**Passage provided**

[start]

Is 1 + 1 = 2 subject to proof, or is it a matter of definition?

In this thread, Liberal provided this link to a “proof” of “1 + 1 = 2”

From that website we have

Definition of addition: Let a and b be in N. If b = 1, then define a + b = a'
Definition of number 2:  2 = 1'

So, 1 + 1 = 1’ (By definition of addition with a = 1)
= 2 (By definition of the number 2)

To me, this does not constitute a proof. It is a simple and trivial substitution based on the definitions of 1, 2 and the ‘+’ operator.

Something like this is what I would consider a proof.

I guess the question for debate is, does any combination of axioms and definitions constitute a proof, or does there need to be some level of “non-obviousness” to the derivation for it to be counted as proof (and not just a simple matter of definition)

If any combination of axioms and definitions constitues a proof, I could say:
Theorem: 1 + 1 = 1’
Proof: See definition of addition using a = 1.

To me, a proof has to be something more complex than just citing a definition. Am I wrong?

On the IBM-sponsored History of Mathematics wall (It’s in the Boston Museum of SCience, the Chicago Museum of Science and INdustry, and the L.A. Science Museyum, not to mention a poster thety put out) it claims that you have to go several hundred pages into Russwell and White’s book on Mathematical logic to get to the Proof of “1 + 1 = 2” (presumanly what you’re citing). I haven’t studied such rarefied math, but my understansding is that this involves some odd set theory, but looks an awful lot like a definition to me, too. It’s always seemed to my admittedly untutored soul that you could define

1 + 1 = 2**,
as well as **

1 + 2 = 3

1 + 3 = 4**, at which point, having defined the terms, you could finally “prove” that

2 + 2 = 4

With 1 + 2 = 3 you could prove that 2 + 1 = 3, but that seems like a proof of commutivity, rather than of addition. With 2 + 2 = 4 you’re finally performing an operation other than a definition to get the same result as defined by 1 + 3 = 4.

[end]

**Record set**
[start]

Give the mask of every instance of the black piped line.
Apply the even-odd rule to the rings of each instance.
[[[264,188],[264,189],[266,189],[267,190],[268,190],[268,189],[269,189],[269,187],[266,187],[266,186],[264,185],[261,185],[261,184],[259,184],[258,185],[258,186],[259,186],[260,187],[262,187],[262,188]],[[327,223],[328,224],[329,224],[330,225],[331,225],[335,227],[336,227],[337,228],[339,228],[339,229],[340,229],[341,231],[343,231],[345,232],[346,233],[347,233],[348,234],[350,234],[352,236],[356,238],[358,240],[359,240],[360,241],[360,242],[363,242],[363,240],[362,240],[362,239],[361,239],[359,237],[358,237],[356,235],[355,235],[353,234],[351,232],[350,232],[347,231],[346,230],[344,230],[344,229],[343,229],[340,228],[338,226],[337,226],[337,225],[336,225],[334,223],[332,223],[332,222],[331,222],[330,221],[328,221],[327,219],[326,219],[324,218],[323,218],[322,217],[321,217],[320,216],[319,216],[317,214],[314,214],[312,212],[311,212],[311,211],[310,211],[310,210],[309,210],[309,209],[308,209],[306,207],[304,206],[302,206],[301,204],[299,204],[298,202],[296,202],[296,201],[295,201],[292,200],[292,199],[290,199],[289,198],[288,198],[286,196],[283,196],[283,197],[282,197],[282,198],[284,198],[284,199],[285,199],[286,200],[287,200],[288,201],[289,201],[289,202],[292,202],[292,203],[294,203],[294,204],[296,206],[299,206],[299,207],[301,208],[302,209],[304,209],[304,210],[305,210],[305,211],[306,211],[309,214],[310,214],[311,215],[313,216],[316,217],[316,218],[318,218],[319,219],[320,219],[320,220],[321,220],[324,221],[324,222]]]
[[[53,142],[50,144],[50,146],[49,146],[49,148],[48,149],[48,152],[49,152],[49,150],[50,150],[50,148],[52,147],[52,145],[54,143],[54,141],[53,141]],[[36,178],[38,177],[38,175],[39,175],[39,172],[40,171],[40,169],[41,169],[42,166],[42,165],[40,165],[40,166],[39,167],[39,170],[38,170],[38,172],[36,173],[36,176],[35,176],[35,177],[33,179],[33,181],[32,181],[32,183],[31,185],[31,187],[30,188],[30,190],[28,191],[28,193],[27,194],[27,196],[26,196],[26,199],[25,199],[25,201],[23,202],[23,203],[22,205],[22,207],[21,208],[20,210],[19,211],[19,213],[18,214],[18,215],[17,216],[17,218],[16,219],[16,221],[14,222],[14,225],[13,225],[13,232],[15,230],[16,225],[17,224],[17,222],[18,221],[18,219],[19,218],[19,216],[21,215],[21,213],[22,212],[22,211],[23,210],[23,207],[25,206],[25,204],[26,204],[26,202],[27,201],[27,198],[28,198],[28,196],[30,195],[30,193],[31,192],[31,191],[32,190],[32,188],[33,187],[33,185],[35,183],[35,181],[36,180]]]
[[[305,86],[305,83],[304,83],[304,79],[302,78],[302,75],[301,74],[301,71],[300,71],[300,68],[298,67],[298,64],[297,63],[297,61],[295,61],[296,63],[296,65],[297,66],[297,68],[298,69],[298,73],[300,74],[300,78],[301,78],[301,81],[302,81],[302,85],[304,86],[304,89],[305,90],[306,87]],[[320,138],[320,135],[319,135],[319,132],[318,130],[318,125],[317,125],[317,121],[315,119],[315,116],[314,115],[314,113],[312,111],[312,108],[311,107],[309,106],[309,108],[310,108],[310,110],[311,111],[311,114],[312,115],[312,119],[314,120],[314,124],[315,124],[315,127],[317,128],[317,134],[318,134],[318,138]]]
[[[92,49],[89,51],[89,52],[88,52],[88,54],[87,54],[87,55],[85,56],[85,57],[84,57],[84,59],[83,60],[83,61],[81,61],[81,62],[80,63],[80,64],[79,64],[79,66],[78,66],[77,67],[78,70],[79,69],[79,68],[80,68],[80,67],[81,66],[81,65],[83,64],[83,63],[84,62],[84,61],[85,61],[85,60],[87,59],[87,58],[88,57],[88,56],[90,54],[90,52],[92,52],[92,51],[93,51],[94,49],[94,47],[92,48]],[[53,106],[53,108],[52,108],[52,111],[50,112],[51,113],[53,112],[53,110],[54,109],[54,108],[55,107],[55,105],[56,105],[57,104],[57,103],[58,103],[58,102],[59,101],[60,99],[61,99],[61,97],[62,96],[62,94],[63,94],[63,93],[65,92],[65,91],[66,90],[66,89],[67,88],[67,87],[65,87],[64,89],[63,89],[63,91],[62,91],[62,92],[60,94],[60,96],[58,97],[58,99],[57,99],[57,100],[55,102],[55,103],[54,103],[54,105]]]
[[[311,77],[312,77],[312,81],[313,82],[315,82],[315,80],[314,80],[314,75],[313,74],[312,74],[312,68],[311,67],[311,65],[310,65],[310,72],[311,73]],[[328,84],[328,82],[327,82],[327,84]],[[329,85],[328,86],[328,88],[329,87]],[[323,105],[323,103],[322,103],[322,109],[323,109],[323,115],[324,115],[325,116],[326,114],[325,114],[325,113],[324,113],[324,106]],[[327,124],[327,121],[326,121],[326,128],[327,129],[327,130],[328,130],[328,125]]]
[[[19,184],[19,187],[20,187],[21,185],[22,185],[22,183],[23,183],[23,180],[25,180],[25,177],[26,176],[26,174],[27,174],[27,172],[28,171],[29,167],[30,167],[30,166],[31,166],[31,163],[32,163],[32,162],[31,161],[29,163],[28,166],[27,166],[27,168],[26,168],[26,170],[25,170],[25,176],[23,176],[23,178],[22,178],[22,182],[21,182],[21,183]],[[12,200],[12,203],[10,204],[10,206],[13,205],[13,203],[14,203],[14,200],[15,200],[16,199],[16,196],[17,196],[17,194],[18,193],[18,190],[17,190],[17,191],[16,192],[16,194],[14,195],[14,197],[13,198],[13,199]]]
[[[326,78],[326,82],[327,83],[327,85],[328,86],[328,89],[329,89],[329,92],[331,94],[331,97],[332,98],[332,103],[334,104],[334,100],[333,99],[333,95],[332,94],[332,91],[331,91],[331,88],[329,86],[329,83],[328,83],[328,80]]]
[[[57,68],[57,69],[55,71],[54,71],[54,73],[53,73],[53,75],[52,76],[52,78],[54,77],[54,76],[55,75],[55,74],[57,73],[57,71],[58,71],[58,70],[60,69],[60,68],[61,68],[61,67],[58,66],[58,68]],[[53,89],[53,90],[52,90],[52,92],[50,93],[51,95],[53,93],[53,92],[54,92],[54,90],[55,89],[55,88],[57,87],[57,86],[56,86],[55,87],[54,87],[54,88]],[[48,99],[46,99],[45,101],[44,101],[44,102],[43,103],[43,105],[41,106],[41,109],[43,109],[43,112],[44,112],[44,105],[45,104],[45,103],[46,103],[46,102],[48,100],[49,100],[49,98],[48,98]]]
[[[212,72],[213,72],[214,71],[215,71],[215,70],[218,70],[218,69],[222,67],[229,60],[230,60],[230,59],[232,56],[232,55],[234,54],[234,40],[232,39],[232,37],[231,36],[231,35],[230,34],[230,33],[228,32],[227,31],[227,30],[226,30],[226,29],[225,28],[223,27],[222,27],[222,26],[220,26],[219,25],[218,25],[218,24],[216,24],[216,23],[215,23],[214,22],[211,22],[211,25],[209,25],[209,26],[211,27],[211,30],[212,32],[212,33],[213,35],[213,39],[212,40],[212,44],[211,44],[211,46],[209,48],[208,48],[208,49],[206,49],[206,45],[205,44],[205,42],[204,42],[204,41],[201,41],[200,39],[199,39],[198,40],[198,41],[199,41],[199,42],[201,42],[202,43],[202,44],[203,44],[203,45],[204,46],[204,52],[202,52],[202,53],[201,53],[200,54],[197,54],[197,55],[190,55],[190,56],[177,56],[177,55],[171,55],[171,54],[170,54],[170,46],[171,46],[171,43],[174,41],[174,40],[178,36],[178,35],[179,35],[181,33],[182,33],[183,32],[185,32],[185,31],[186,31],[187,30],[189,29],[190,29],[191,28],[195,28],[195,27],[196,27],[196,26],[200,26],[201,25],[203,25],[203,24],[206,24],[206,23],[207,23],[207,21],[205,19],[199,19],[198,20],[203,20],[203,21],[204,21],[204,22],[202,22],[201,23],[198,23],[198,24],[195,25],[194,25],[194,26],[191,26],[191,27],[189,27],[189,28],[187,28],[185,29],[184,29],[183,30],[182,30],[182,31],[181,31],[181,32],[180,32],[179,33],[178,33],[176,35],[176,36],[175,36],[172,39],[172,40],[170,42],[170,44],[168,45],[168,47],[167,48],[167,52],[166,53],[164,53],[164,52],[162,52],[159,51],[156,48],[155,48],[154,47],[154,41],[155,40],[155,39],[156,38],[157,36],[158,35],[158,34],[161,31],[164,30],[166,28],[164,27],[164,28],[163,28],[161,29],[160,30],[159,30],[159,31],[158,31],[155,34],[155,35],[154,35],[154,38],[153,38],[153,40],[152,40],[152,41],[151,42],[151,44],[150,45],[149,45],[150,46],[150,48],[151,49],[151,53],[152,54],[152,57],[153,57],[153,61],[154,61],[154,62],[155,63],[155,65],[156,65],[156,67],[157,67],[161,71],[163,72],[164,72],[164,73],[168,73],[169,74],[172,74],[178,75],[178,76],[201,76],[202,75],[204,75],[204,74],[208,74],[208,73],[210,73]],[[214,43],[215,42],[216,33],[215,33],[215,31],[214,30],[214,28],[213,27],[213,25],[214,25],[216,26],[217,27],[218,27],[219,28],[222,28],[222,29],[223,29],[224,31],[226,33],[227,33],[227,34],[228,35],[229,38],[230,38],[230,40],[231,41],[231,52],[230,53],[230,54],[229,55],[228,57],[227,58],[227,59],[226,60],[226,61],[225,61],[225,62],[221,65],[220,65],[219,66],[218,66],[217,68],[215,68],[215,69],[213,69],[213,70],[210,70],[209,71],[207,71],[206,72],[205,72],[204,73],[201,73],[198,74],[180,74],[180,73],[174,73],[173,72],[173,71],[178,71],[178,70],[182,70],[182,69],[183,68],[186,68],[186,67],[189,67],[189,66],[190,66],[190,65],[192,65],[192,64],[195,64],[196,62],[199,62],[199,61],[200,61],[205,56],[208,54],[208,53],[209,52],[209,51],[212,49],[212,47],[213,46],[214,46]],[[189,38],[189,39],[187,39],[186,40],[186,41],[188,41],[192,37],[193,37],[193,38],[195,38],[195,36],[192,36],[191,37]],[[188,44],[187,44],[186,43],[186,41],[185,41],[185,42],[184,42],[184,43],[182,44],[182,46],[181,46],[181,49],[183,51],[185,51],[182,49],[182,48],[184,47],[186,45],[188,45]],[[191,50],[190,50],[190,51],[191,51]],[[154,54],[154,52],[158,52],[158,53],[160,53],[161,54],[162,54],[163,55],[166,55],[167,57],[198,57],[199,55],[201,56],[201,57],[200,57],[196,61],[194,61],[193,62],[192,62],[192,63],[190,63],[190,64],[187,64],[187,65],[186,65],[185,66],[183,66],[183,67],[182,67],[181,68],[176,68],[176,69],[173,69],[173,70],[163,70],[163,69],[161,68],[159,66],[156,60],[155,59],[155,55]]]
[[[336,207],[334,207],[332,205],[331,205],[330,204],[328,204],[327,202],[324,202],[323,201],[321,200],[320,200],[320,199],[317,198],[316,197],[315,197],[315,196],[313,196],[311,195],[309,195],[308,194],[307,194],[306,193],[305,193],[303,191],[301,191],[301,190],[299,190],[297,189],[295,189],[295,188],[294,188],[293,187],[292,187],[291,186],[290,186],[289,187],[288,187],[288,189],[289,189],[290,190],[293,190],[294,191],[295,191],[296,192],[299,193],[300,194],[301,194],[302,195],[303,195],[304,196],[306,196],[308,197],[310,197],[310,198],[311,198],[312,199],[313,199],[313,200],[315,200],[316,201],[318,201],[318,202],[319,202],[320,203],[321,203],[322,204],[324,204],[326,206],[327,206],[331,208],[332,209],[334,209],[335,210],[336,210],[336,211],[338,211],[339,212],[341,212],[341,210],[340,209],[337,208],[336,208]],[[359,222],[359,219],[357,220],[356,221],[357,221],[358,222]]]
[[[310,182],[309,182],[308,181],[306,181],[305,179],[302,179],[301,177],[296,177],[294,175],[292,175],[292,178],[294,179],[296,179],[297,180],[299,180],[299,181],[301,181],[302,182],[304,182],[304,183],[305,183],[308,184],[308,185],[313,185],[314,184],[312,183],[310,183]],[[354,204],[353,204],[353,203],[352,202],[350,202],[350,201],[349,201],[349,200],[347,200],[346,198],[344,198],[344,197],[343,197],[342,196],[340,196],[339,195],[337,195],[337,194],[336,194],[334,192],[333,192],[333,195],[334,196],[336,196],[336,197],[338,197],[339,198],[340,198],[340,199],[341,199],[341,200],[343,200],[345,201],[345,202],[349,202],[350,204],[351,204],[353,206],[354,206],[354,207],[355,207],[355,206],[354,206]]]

[end]
[start]

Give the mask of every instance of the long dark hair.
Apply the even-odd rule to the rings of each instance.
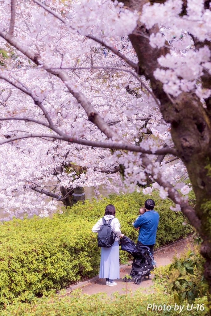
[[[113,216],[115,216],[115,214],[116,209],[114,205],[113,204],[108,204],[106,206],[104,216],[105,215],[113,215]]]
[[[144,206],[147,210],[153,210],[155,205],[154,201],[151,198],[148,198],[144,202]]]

[end]
[start]

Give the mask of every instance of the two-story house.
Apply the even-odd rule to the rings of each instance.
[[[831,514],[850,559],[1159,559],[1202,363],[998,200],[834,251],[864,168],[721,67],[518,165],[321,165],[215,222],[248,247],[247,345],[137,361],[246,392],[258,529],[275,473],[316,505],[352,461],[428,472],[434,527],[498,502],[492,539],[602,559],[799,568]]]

[end]

**Given request**
Copy the entire forum thread on whether 1 + 1 = 2 is a proof or a definition, word for word and line for line. Work from the forum thread alone; the listing plays no part.

**Response to this task**
Is 1 + 1 = 2 subject to proof, or is it a matter of definition?

In this thread, Liberal provided this link to a “proof” of “1 + 1 = 2”

From that website we have

Definition of addition: Let a and b be in N. If b = 1, then define a + b = a'
Definition of number 2:  2 = 1'

So, 1 + 1 = 1’ (By definition of addition with a = 1)
= 2 (By definition of the number 2)

To me, this does not constitute a proof. It is a simple and trivial substitution based on the definitions of 1, 2 and the ‘+’ operator.

Something like this is what I would consider a proof.

I guess the question for debate is, does any combination of axioms and definitions constitute a proof, or does there need to be some level of “non-obviousness” to the derivation for it to be counted as proof (and not just a simple matter of definition)

If any combination of axioms and definitions constitues a proof, I could say:
Theorem: 1 + 1 = 1’
Proof: See definition of addition using a = 1.

To me, a proof has to be something more complex than just citing a definition. Am I wrong?

On the IBM-sponsored History of Mathematics wall (It’s in the Boston Museum of SCience, the Chicago Museum of Science and INdustry, and the L.A. Science Museyum, not to mention a poster thety put out) it claims that you have to go several hundred pages into Russwell and White’s book on Mathematical logic to get to the Proof of “1 + 1 = 2” (presumanly what you’re citing). I haven’t studied such rarefied math, but my understansding is that this involves some odd set theory, but looks an awful lot like a definition to me, too. It’s always seemed to my admittedly untutored soul that you could define

1 + 1 = 2**,
as well as **

1 + 2 = 3

1 + 3 = 4**, at which point, having defined the terms, you could finally “prove” that

2 + 2 = 4

With 1 + 2 = 3 you could prove that 2 + 1 = 3, but that seems like a proof of commutivity, rather than of addition. With 2 + 2 = 4 you’re finally performing an operation other than a definition to get the same result as defined by 1 + 3 = 4.